# 9A Bull Gear Lock Pin Noise?



## Matt in TN (Nov 26, 2014)

I just fired up my new-to-me 9A, and I'm trying to decide which noises are normal and which are a cause for further investigation.  When the belt is on the right-most pulley, the lathe makes some racket that I believe is coming from a slightly loose bull gear lock pin.  It doesn't make the same noise when the belt is in the middle or left most position.

Is this normal?  If not, how do I fix it?

Any other warnings about strange noises that are nothing to worry about?


----------



## Vince_O (Nov 27, 2014)

Matt

I was just getting ready to ask the same question. Ive been running mine for about 6 8 months and real quiet. Then just the other day like you said the far right RPM setting I get some noise at times. It on makes it on that cone and it dosnt mater if its in the back gears or not. Ill be in the shop on and off all weekend and Ill post a vid of mine see if it sounds like yours. Maybe we both can figure out from the other guys whats going on.

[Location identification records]
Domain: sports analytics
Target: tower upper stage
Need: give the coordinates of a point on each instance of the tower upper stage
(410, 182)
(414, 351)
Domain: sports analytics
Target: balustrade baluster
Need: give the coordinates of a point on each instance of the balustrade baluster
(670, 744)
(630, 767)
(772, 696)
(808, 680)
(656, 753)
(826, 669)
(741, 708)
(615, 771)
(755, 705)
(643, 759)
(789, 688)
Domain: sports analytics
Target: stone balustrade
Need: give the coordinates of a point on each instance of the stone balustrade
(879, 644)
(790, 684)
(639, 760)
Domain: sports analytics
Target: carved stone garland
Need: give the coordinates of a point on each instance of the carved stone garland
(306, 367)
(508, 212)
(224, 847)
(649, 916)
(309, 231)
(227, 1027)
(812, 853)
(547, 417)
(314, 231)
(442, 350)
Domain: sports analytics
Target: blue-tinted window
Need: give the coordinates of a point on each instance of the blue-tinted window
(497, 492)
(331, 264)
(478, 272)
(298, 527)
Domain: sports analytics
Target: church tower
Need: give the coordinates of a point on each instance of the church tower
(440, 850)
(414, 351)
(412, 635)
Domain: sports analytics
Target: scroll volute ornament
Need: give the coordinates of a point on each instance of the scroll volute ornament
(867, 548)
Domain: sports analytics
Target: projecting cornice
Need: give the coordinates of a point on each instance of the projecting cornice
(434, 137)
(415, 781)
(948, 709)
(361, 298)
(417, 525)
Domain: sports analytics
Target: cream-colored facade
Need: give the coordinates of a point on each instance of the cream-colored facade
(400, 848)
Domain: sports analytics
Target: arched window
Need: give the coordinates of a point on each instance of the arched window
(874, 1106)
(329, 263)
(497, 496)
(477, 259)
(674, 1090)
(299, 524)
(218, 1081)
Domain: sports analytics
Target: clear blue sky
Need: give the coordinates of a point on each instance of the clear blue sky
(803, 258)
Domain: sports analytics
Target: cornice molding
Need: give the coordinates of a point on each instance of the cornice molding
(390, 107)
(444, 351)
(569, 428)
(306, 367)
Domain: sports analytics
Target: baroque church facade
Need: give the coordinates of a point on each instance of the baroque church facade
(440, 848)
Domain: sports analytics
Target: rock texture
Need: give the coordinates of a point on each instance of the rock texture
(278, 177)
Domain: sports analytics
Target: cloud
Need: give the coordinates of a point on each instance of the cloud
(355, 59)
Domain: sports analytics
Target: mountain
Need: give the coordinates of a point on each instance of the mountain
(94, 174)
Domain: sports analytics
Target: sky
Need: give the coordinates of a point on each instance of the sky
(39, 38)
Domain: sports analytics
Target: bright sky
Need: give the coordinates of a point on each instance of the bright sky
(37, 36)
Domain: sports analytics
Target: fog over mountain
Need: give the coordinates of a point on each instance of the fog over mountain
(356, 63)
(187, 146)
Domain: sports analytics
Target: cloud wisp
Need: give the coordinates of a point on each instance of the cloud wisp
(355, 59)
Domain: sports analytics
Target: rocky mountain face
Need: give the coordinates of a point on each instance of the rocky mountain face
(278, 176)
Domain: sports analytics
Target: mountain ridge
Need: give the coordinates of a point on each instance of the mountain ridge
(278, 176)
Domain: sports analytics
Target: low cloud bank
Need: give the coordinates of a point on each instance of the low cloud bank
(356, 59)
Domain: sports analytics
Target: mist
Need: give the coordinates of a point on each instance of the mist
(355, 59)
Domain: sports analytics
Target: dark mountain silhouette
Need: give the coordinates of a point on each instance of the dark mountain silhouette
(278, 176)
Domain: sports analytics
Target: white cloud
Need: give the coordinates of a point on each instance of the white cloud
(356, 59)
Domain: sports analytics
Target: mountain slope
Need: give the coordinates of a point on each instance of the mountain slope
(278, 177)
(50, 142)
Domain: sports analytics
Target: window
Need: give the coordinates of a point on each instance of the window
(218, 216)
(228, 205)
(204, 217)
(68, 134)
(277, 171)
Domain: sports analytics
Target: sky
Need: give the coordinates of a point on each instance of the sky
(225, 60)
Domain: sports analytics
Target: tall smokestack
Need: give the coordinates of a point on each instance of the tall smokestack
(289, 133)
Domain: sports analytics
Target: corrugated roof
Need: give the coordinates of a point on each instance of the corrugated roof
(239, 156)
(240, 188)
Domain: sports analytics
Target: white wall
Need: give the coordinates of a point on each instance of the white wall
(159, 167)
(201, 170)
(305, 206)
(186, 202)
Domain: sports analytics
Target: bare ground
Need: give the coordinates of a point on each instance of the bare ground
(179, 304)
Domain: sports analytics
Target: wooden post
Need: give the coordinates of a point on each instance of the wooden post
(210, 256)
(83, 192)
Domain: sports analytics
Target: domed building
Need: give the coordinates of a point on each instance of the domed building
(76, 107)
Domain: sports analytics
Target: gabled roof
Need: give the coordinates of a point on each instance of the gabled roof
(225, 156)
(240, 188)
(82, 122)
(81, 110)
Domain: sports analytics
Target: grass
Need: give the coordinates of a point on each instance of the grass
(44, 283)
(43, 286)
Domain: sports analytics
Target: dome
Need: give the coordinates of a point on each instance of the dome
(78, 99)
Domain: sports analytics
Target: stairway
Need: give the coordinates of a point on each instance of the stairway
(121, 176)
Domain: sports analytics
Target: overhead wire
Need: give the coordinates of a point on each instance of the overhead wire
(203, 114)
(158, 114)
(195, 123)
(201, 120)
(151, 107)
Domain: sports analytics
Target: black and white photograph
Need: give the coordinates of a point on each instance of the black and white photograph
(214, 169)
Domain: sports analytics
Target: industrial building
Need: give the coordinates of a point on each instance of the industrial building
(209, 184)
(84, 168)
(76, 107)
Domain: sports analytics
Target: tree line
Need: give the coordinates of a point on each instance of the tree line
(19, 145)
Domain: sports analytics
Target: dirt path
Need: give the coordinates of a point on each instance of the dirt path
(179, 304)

**WRITTEN TASKS**
**A)** In the forum thread about the 9A bull gear lock pin, on which pulley does the belt sit when the lathe makes the racket?
**B)** Switch "shop" to "garage" and give the forum thread again from "Is this normal?" to "whats going on.".
The records are not needed for any of this work.

**RESULTS OF THE TASKS**
**A)** The right-most pulley.

**B)**
Is this normal?  If not, how do I fix it?

Any other warnings about strange noises that are nothing to worry about?


----------



## Vince_O (Nov 27, 2014)

Matt

I was just getting ready to ask the same question. Ive been running mine for about 6 8 months and real quiet. Then just the other day like you said the far right RPM setting I get some noise at times. It on makes it on that cone and it dosnt mater if its in the back gears or not. Ill be in the garage on and off all weekend and Ill post a vid of mine see if it sounds like yours. Maybe we both can figure out from the other guys whats going on.